TASK REQUIREMENTS — Which lines in the material below contain the word "hood"? Copy each of those lines, treating uppercase and lowercase as different.

═════ RECORDS SHOWN ═════

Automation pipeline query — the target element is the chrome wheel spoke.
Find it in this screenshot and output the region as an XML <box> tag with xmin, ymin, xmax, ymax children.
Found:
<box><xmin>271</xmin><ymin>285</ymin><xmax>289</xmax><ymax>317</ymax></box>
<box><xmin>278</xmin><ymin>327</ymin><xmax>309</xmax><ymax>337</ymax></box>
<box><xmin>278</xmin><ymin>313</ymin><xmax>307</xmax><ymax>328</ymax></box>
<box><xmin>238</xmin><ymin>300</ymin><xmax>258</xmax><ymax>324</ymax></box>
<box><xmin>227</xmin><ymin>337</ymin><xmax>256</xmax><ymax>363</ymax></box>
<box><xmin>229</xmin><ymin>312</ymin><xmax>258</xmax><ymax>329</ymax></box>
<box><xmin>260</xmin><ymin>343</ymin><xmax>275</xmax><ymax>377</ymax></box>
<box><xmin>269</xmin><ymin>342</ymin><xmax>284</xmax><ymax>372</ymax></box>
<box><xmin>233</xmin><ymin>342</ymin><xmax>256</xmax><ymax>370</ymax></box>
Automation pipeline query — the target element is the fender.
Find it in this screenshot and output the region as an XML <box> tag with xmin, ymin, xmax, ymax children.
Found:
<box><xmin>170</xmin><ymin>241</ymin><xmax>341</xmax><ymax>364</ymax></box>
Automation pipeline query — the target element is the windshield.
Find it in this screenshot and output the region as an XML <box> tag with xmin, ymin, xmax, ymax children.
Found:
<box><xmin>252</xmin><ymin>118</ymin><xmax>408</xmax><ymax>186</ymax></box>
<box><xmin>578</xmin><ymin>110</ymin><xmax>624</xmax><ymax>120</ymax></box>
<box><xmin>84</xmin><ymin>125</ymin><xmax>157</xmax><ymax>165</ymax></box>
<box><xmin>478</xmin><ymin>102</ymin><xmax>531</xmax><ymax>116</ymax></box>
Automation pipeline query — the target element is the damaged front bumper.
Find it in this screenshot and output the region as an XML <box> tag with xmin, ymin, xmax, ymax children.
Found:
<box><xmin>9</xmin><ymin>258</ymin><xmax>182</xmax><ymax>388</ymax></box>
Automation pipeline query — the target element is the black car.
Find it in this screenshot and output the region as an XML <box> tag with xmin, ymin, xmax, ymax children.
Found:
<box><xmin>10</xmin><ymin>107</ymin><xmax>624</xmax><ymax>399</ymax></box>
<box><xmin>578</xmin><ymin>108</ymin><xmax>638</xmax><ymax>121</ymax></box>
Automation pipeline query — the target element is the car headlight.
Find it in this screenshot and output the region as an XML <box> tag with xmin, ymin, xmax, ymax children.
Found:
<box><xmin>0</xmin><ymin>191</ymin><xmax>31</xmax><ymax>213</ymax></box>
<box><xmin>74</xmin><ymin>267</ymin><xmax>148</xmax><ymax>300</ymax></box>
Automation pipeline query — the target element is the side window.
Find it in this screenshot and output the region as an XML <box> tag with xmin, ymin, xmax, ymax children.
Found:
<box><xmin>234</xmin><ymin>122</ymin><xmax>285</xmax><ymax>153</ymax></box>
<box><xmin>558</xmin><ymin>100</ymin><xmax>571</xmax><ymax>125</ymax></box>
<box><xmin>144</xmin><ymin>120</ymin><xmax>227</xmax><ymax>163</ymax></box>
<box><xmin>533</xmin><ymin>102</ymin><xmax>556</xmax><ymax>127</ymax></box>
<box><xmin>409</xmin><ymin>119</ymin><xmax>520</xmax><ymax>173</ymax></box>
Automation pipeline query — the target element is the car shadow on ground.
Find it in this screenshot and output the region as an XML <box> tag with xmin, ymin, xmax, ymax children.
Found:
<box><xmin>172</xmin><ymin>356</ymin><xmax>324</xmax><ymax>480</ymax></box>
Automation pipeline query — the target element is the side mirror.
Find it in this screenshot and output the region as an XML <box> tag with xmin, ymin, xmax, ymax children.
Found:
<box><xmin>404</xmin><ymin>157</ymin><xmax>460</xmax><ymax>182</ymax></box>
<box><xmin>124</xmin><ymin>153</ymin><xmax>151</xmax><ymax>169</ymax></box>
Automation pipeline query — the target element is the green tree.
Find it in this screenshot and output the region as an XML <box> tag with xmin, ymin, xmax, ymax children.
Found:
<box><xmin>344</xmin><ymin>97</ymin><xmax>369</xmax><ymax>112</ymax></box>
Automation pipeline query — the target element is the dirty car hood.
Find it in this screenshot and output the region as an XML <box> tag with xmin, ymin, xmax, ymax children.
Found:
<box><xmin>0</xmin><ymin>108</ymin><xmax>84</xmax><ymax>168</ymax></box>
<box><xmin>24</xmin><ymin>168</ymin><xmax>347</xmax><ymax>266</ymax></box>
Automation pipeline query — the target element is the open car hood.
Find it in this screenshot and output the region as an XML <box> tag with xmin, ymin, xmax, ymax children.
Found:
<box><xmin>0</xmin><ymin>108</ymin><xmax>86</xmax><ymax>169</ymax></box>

═════
═════ RECORDS SHOWN ═════

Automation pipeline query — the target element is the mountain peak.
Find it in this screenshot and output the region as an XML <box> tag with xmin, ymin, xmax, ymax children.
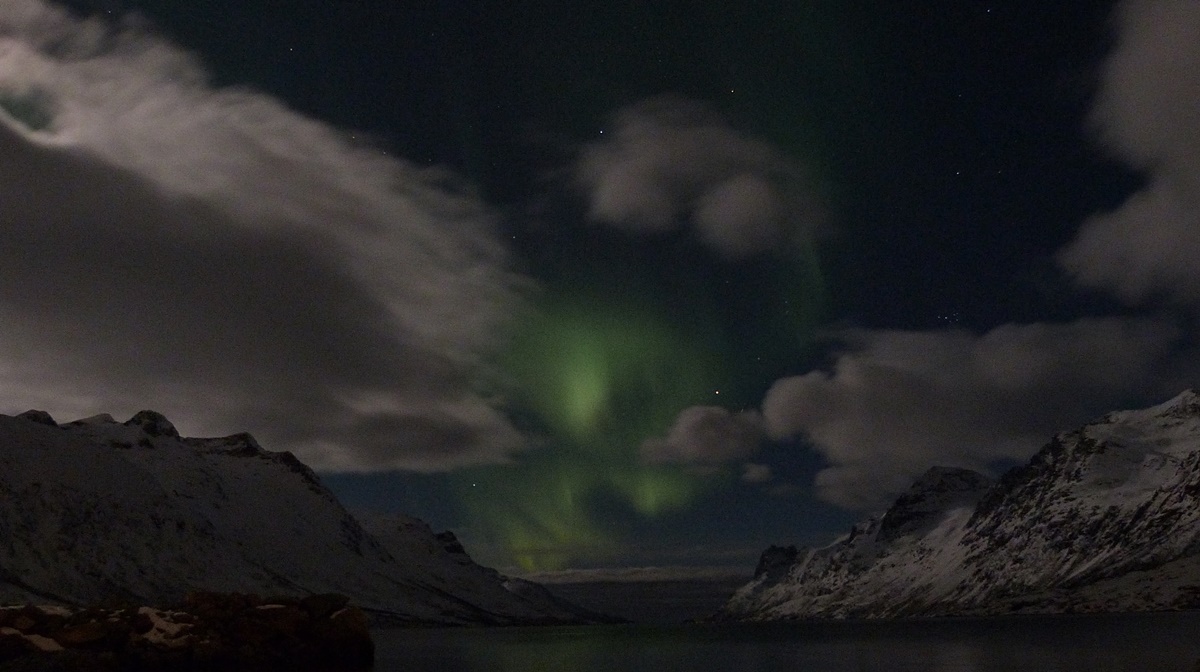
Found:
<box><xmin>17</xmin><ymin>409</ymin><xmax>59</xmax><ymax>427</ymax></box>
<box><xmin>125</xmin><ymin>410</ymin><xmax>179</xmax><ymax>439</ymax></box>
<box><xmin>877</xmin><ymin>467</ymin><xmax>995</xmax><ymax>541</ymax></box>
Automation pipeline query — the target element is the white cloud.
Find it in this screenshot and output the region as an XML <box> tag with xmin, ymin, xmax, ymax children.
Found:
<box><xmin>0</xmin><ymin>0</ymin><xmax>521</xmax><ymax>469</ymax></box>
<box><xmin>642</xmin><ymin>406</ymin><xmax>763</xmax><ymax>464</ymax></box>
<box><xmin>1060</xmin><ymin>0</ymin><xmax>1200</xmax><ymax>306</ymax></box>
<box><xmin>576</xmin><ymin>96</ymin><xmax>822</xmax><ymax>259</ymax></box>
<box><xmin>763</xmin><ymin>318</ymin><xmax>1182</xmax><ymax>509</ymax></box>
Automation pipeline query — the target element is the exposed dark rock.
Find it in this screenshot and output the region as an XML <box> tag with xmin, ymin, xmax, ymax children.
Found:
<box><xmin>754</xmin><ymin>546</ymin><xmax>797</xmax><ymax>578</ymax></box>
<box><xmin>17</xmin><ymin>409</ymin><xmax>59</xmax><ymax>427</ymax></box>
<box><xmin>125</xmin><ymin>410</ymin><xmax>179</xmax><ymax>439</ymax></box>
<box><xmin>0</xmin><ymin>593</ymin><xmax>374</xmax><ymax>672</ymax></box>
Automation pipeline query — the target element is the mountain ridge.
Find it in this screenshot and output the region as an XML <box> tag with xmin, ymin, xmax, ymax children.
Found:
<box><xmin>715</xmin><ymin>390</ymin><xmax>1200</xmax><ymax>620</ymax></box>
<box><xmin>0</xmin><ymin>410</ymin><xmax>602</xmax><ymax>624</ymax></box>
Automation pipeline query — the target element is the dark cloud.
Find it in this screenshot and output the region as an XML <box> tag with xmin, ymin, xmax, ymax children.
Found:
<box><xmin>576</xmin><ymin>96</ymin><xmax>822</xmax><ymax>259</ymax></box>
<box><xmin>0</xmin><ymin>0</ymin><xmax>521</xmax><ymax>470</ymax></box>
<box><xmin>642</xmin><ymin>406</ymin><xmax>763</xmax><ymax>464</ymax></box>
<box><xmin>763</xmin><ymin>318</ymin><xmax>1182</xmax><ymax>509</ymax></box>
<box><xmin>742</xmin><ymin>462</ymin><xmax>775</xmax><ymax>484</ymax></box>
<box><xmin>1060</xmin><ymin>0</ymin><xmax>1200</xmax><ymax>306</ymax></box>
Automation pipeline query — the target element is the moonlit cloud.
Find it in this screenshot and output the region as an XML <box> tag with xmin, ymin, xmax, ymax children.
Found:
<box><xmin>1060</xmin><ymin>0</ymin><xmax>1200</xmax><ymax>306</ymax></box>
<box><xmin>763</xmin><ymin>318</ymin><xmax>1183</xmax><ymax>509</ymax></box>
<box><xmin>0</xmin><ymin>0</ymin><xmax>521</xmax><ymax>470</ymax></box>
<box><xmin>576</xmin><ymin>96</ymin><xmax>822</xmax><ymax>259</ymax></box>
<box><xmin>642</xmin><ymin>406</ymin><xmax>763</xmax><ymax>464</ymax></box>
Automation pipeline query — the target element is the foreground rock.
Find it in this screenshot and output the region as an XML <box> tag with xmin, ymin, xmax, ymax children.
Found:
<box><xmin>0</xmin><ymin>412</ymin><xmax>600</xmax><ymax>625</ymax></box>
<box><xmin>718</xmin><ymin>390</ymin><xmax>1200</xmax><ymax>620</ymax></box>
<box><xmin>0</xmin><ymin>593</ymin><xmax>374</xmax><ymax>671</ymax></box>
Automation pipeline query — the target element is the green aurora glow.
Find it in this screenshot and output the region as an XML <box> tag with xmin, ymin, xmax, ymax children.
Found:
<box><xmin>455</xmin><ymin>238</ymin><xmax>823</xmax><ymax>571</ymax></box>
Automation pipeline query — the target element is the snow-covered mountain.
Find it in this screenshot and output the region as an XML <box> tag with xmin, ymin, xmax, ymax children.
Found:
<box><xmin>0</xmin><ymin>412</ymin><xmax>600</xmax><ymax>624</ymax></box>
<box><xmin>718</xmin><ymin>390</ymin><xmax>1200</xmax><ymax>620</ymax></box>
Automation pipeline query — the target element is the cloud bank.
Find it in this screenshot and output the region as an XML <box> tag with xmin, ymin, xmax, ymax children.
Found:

═════

THE SOLUTION —
Automation pipeline query — the target element is the dirty car hood.
Automation pipeline query — the target element is the open car hood.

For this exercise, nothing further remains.